Raw records:
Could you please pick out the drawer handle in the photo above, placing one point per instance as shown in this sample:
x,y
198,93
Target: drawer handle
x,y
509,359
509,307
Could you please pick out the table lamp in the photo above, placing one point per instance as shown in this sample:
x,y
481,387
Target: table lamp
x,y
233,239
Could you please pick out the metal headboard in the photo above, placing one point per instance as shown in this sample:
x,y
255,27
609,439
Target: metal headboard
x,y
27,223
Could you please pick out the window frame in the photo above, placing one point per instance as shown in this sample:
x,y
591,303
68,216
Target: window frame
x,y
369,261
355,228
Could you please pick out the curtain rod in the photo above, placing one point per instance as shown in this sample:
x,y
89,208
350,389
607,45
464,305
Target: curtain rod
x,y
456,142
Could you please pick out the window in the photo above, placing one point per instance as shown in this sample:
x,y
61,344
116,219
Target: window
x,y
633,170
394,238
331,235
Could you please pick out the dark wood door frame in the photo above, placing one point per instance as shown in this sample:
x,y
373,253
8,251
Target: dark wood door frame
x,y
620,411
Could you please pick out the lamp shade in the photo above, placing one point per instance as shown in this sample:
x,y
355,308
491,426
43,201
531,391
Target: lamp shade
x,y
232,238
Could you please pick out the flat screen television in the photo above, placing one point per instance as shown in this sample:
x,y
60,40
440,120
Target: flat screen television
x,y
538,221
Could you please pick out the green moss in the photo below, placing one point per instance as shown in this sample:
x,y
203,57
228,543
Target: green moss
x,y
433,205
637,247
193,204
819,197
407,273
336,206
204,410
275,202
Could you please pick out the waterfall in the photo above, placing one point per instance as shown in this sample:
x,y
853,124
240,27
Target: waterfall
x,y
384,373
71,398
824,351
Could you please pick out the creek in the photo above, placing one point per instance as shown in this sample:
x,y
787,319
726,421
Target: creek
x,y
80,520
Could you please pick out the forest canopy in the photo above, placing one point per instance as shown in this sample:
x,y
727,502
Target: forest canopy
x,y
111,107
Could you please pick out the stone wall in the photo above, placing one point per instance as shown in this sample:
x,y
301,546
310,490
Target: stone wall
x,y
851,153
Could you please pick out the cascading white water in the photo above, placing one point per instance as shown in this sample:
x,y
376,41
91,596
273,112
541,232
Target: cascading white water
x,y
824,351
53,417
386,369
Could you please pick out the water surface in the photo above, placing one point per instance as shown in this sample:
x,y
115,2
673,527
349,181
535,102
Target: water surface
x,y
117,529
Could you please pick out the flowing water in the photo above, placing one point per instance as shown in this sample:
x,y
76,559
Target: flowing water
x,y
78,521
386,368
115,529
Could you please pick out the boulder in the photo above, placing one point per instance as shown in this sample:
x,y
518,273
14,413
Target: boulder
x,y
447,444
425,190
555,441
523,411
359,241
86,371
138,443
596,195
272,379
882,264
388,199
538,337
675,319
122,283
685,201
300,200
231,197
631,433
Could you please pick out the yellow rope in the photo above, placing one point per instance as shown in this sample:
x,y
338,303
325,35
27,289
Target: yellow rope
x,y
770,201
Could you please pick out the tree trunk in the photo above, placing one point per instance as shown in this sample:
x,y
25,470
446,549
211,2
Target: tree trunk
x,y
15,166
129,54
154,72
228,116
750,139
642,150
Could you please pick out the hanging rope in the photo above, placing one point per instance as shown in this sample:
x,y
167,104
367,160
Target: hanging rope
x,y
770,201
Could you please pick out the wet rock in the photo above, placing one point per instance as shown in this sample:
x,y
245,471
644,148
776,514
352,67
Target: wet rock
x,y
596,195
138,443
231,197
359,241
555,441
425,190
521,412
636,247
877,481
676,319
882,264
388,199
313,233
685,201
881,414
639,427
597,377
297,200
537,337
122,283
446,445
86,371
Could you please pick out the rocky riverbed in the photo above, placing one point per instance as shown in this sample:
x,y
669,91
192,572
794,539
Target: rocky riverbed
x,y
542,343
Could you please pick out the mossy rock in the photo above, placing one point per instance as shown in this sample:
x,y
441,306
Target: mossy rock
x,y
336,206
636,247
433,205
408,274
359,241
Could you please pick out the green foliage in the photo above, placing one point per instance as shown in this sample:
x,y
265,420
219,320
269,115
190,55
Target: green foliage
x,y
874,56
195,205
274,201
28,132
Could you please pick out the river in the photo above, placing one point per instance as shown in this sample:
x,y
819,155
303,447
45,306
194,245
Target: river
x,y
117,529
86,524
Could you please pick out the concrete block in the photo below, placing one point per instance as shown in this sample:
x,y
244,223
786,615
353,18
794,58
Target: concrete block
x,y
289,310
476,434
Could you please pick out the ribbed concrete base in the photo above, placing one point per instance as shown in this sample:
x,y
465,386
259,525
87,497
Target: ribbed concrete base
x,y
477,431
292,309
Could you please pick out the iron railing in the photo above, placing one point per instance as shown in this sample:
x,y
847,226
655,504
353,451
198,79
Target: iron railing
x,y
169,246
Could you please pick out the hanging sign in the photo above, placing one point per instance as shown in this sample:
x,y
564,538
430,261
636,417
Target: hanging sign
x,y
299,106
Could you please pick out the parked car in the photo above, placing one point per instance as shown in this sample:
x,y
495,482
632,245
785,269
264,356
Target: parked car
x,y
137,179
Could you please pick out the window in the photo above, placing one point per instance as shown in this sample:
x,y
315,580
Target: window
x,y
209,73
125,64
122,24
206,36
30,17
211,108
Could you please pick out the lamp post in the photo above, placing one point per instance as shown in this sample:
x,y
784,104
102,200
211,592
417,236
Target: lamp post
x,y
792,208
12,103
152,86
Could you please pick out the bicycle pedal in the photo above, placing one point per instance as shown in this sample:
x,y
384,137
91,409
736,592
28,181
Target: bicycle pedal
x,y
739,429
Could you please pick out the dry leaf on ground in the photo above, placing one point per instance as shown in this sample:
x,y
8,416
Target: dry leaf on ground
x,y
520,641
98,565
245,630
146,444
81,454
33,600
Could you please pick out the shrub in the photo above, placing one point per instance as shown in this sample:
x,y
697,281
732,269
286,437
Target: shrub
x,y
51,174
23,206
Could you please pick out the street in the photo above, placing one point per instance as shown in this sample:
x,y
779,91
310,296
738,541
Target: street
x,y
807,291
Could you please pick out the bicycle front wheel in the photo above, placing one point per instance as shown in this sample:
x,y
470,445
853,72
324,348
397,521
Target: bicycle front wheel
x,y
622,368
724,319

Short task:
Reproduce all of the material above word for word, keeping every line and number unchanged.

Result:
Could you please pick out the drawer handle in the photo above, placing one point per instance as shown in this sample:
x,y
198,93
Target: drawer handle
x,y
509,359
509,307
Could you please pick out the table lamp in the photo above, placing one point per instance as shown in this sample:
x,y
481,387
Target: table lamp
x,y
233,239
Could you please pick out the metal headboard in the photo above, placing one point per instance as shown in this sample:
x,y
255,27
609,439
Target: metal headboard
x,y
27,223
Could you please pick out the window frame in the photo above, placing one point per instance as shown in this sample:
x,y
591,303
68,216
Target: window frame
x,y
369,261
355,228
Could you please pick out the curtain rod in the photo above, placing one point per instance as shown in this sample:
x,y
89,208
350,389
607,45
464,305
Target: curtain rod
x,y
456,142
Could you please pick out the window in the photo above, placing one point per instance as shown in this sample:
x,y
61,344
116,219
Target: window
x,y
633,170
394,238
331,235
Could you please pick out the dark wood door frame in the photo above, placing one point per instance as shown in this sample:
x,y
373,253
8,251
Target: dark wood door frame
x,y
620,411
Could you please pick out the lamp shade in the photo above, placing one point per instance as shown in this sample:
x,y
355,308
491,426
43,201
531,391
Target: lamp shade
x,y
232,238
Could you please pick out the flat screen television in the photo above, placing one point per instance as shown in this sample:
x,y
60,40
440,120
Target: flat screen television
x,y
538,221
Could you please pick out the green moss in the photo below, placing one point per instance as shown in this sample:
x,y
203,57
228,543
Target: green moss
x,y
433,205
637,247
193,204
819,197
407,273
336,206
204,410
275,202
Could you please pick out the waterfall in the photo above, placing one point per instance as shown in this sample:
x,y
853,124
240,27
Target: waterfall
x,y
384,373
71,398
824,351
Could you please pick out the creek in the photo above, placing one point per instance as shown in this sample:
x,y
787,319
726,421
Target: creek
x,y
80,520
Could you please pick out the forest canopy in the photo above, placing one point per instance as shown in this sample:
x,y
727,502
Target: forest canopy
x,y
111,107
Could you please pick out the stone wall in the photo above, placing one point per instance as shown in this sample:
x,y
301,546
310,490
Target: stone wall
x,y
851,153
Could you please pick out the cascading white water in the photo above, placing one point per instance as shown in this sample:
x,y
376,41
91,596
273,112
541,232
Target: cascading white water
x,y
824,351
53,417
386,369
Could you please pick out the water surface in the photo above, placing one point per instance as shown in this sample:
x,y
115,2
673,527
349,181
535,102
Target: water surface
x,y
117,529
Could you please pick out the flowing water in the photo above, placing one point per instance as shown in this sample:
x,y
76,559
Target: flowing water
x,y
78,521
386,368
115,529
Could you please pick out the boulder in the photo above, placing one point per instance as shown in this sample:
x,y
518,273
14,413
Target: boulder
x,y
447,444
425,190
555,441
523,411
359,241
86,371
138,443
596,195
272,379
882,264
388,199
538,337
675,319
122,283
685,201
300,200
231,197
631,433
Could you please pick out the yellow rope in the photo above, placing one point per instance as shown in this sample:
x,y
338,303
325,35
27,289
Target: yellow rope
x,y
770,201
Could you please pick out the tree trunk in the photo above, placing one point per instance as shown in this sample:
x,y
25,470
446,549
211,2
Target: tree trunk
x,y
15,166
129,54
154,72
228,116
750,139
642,150
Could you please pick out the hanging rope in the photo above, placing one point per instance as shown in this sample:
x,y
167,104
367,160
Target: hanging rope
x,y
770,201
Could you please pick out the wet rock in the photo above, placing one point per instance as shown in this sample:
x,y
245,471
644,148
776,514
352,67
Target: wet rock
x,y
596,195
138,443
231,197
359,241
555,441
425,190
521,412
636,247
877,481
676,319
882,264
388,199
313,233
685,201
881,414
639,427
597,377
297,200
537,337
122,283
446,445
86,371
Could you please pick out the rocky riverbed in the photo above, placing one point per instance as shown in this sample:
x,y
669,91
192,572
794,539
Target: rocky riverbed
x,y
542,343
Could you please pick out the mossy rock in the photo above, placing one point per instance as shown in this sample:
x,y
441,306
Target: mossy rock
x,y
336,206
636,247
433,205
408,274
359,241
Could you please pick out the green foliage in the photo above, placing one point per instance as shown in this sample:
x,y
265,420
219,320
269,115
190,55
Target: green foliage
x,y
874,56
195,205
274,201
28,132
Could you please pick out the river in the photo above, placing one point per instance as shown in this sample:
x,y
819,155
303,447
45,306
194,245
Target: river
x,y
117,529
86,524
Could you please pick out the concrete block in the photo below, placing one point per instance as shown in this sample:
x,y
244,223
786,615
353,18
794,58
Target: concrete block
x,y
289,310
476,434
Could you please pick out the ribbed concrete base in the photo above, placing one point per instance as shown in this sample:
x,y
465,386
259,525
87,497
Target: ribbed concrete base
x,y
477,431
292,309
Could you please pick out the iron railing in the photo above, placing one point per instance as shown in this sample:
x,y
847,226
655,504
353,451
198,79
Target: iron railing
x,y
169,246
Could you please pick out the hanging sign in the photo above, placing one point per instance as shown in this sample:
x,y
564,538
430,261
636,417
Target: hanging sign
x,y
299,106
Could you please pick out the parked car in the photo above, placing one point per instance as shown in this sample:
x,y
495,482
632,245
785,269
264,356
Target: parked car
x,y
137,179
Could you please pick out the window in the photo above, placing one point per instance as shown in this sample:
x,y
315,580
Target: window
x,y
209,73
125,64
122,24
206,36
30,17
211,108
Could you please pick out the lamp post in the photo above, placing one point per instance as shown in this sample:
x,y
784,104
102,200
211,592
417,236
Target: lamp post
x,y
792,208
12,103
152,86
Could you please pick out the bicycle pedal in the photo above, placing one point per instance as shown in this sample:
x,y
384,137
91,409
736,592
28,181
Target: bicycle pedal
x,y
739,429
Could you please pick out the dry leaf on ground in the photo above, placing one point per instance as shown in this sample:
x,y
8,416
Target: dry leaf on ground
x,y
520,641
98,565
245,630
146,444
81,454
33,600
Could you please pick out the shrub in the photo above, placing one point per instance as shown in this sample:
x,y
697,281
732,269
286,437
Target: shrub
x,y
51,174
23,206
Could you please pick out the street in the photo above, placing one point per instance as shown in this sample:
x,y
779,91
310,296
738,541
Target: street
x,y
807,291
Could you please pick out the bicycle front wheel in the photo above, placing one point per instance as shown in this sample:
x,y
470,445
853,72
324,348
397,521
Target: bicycle front wheel
x,y
622,368
724,319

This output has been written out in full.